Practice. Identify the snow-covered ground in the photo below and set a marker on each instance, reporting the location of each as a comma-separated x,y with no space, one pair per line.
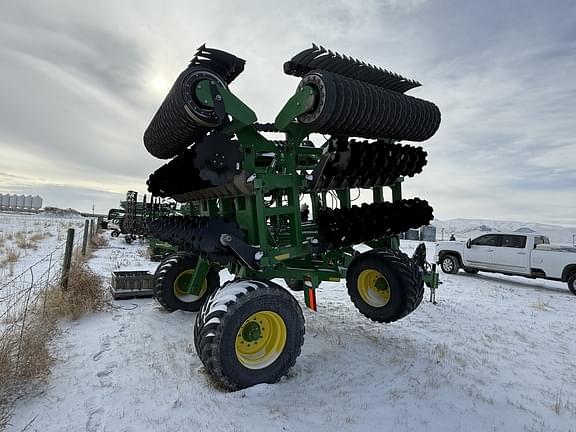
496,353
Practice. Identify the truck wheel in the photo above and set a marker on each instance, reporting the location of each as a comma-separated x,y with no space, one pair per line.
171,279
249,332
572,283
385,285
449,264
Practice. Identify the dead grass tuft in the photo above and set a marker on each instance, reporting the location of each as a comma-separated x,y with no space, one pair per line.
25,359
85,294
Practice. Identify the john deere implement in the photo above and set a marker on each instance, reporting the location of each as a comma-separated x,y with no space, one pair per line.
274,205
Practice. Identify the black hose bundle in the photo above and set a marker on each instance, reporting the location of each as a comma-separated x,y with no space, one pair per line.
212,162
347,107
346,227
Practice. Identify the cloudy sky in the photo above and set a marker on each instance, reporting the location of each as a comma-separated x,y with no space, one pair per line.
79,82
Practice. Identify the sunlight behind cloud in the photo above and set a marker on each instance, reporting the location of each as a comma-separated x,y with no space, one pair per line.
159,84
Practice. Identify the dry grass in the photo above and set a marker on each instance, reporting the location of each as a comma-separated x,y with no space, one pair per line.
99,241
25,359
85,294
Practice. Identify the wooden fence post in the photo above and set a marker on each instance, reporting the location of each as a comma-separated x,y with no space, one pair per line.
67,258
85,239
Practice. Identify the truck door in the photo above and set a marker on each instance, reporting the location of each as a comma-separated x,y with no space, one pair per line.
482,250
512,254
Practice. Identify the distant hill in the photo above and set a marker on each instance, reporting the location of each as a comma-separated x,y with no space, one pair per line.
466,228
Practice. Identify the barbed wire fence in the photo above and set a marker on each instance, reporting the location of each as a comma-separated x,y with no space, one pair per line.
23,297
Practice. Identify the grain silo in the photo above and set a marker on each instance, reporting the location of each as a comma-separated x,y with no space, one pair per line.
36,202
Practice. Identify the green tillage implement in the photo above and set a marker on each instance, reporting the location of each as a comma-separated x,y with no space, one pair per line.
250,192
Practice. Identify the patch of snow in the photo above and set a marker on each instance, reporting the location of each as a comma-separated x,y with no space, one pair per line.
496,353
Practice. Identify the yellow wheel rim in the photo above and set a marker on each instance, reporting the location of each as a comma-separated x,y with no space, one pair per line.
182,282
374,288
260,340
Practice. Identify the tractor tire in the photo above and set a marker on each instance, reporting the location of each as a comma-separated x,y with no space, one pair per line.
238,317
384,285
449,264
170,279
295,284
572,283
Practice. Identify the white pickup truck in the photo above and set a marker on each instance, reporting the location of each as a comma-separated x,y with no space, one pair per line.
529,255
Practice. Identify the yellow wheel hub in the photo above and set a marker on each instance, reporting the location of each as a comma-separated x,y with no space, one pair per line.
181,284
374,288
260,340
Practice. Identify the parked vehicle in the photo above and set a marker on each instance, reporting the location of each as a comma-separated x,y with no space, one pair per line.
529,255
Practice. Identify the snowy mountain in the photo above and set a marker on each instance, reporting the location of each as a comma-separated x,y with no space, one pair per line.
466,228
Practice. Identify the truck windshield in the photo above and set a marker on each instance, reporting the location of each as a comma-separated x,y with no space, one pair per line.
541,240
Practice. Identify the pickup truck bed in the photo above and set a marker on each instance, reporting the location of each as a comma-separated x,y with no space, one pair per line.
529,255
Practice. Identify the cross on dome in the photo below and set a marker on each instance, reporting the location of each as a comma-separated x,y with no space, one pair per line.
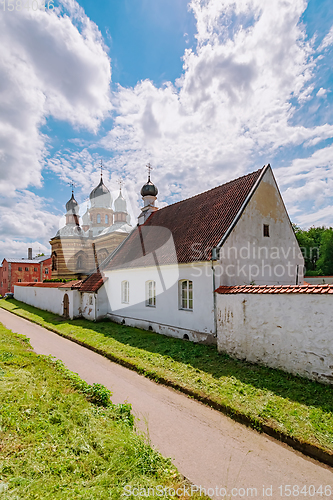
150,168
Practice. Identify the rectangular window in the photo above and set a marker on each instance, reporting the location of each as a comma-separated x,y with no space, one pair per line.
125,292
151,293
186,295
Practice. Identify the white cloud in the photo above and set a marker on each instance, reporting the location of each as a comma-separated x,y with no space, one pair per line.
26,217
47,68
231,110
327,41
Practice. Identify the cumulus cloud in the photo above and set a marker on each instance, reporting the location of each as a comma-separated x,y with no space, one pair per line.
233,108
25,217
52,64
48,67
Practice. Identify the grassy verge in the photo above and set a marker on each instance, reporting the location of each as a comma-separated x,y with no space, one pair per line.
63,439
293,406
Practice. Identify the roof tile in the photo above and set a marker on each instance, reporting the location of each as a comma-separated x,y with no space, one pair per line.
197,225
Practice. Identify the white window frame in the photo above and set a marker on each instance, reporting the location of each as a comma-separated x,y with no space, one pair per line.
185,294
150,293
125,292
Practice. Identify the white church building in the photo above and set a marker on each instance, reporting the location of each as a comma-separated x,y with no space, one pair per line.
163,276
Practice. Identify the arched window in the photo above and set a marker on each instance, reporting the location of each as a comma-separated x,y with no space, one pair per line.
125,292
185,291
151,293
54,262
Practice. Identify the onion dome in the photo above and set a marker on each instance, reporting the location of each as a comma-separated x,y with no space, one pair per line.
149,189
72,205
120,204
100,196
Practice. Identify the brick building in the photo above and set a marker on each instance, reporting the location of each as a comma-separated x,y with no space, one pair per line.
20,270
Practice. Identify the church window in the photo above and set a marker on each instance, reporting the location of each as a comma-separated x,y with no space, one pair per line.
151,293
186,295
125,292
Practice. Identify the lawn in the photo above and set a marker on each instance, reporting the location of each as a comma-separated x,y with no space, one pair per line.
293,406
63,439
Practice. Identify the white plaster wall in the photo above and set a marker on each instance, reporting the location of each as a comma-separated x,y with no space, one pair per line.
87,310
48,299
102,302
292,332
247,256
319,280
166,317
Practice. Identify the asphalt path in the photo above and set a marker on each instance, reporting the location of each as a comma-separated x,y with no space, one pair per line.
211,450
------------------------------------
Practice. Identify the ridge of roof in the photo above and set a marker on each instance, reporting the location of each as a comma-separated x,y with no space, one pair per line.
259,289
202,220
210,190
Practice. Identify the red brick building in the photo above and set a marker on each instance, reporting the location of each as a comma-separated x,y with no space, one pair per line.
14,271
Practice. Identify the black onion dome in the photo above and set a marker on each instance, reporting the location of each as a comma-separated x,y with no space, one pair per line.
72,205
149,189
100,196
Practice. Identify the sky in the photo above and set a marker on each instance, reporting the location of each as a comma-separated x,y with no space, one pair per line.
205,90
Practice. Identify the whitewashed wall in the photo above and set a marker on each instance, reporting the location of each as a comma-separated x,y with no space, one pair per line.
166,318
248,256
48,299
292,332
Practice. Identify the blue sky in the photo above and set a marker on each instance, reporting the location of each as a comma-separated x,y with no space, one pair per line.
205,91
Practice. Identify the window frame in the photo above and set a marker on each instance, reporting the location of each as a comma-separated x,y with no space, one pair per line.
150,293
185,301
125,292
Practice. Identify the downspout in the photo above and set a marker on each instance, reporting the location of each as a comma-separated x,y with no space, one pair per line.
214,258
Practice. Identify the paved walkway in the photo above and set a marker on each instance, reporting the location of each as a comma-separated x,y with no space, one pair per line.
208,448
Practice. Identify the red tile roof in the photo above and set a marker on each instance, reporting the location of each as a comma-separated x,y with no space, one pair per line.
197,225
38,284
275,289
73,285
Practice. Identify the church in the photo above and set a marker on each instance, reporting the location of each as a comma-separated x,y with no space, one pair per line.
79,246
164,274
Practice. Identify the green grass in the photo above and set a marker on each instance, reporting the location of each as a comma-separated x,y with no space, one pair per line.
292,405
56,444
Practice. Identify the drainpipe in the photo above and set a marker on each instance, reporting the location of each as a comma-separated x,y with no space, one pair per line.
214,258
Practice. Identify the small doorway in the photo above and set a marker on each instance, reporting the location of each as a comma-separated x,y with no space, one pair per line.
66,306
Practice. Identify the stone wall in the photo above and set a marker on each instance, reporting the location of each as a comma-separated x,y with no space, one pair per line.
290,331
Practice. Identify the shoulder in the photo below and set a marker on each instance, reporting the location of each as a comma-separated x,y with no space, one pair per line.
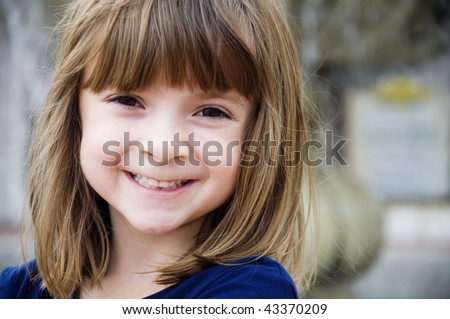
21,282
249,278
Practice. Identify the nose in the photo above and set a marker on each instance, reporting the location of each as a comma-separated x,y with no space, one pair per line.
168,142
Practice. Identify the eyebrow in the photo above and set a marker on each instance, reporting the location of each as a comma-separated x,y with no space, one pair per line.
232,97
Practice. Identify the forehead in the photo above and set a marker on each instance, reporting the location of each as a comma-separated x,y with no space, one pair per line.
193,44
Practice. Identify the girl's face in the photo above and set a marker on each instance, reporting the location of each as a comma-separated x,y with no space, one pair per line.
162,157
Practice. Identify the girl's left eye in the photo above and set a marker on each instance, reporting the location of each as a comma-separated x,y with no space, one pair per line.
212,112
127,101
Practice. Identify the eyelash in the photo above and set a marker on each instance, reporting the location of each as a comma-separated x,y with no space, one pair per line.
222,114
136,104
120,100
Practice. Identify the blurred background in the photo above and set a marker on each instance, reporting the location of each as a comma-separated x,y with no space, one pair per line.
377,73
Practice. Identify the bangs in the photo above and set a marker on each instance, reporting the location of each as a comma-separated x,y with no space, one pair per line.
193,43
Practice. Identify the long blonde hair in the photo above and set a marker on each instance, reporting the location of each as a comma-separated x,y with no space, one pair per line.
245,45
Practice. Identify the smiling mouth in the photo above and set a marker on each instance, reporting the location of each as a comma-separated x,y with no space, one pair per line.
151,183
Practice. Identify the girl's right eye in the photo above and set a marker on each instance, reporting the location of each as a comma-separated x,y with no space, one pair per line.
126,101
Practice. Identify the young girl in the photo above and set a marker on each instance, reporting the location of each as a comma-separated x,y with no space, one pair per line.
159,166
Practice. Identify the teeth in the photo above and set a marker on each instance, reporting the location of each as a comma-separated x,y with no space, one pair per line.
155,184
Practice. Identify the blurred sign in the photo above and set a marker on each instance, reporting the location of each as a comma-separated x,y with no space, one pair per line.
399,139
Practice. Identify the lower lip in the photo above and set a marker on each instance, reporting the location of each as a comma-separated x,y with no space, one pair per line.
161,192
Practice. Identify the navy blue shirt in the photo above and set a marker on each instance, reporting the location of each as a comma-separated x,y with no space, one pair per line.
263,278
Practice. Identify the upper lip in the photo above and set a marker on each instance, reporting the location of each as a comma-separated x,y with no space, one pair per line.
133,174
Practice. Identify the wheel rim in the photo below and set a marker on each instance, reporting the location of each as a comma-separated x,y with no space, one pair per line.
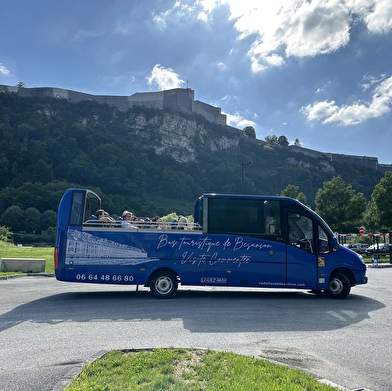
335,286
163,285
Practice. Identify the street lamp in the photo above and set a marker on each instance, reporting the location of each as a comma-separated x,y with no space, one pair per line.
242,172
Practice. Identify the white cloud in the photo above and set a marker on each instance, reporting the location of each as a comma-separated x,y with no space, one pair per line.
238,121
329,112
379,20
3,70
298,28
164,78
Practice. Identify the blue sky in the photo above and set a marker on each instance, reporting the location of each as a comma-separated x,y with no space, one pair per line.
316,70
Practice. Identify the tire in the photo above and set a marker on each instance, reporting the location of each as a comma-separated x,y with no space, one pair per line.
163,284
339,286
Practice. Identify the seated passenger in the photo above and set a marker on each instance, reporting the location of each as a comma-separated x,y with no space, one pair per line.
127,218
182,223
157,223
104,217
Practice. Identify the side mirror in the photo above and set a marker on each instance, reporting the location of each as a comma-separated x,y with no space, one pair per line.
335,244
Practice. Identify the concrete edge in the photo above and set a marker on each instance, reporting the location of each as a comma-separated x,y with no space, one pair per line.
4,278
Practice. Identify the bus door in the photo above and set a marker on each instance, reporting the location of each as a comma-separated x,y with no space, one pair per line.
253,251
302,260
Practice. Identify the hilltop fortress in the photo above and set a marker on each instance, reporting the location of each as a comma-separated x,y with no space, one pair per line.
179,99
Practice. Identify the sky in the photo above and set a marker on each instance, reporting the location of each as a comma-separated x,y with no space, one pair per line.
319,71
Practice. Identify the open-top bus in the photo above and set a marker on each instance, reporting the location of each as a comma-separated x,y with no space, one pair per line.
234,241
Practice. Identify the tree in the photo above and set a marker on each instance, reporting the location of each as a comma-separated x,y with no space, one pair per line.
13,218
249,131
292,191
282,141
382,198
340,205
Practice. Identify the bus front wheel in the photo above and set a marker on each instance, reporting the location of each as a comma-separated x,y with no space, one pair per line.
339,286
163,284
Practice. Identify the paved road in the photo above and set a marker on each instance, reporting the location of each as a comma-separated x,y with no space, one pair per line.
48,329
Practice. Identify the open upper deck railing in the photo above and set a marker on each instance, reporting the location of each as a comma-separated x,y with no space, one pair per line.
------------------------------------
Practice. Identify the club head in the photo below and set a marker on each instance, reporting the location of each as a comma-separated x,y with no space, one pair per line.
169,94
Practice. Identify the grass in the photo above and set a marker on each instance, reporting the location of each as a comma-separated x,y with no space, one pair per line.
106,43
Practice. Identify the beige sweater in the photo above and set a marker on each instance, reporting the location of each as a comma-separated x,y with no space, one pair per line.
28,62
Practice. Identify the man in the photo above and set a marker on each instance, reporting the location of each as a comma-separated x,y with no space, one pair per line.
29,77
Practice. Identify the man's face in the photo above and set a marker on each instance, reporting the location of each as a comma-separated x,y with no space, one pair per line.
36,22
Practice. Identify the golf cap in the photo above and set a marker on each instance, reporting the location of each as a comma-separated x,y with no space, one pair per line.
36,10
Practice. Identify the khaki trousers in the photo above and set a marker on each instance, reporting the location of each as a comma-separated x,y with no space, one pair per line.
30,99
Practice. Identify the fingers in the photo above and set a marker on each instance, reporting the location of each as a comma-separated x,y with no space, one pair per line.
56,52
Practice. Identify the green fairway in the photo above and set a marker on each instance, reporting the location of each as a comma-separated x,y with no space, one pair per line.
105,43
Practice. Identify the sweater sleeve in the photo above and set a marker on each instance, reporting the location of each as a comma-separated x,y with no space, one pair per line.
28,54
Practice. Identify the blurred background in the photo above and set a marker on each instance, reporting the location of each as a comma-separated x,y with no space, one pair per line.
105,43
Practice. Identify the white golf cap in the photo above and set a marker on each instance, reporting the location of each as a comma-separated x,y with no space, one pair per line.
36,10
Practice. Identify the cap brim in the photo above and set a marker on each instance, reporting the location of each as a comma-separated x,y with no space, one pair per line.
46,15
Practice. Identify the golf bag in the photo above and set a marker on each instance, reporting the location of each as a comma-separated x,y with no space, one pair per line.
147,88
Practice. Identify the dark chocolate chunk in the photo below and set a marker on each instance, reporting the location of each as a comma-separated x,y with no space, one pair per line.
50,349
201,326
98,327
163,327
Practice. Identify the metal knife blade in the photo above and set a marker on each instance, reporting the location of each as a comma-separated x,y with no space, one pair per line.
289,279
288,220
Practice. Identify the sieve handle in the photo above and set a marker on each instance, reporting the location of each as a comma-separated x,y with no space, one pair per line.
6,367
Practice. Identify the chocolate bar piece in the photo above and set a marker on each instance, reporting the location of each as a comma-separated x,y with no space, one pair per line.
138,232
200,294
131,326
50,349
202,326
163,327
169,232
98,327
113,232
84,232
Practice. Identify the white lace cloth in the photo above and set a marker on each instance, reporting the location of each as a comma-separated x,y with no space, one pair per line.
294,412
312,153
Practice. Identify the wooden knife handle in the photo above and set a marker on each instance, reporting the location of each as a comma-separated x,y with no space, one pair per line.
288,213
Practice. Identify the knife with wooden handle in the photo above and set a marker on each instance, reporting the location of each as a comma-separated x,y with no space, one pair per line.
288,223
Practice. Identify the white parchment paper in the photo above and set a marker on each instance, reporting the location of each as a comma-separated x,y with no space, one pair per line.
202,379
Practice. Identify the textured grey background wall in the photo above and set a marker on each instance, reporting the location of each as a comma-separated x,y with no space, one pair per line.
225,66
------------------------------------
▶ **To do**
Gather every line of the rows above that contains the word "whitewashed". Case counts.

▶ **Response to the task**
Practice. Identify the whitewashed wall in the photo above and set a marker on each instance, reporting the location of each as a comma-separated x,y with no space, one pair per line.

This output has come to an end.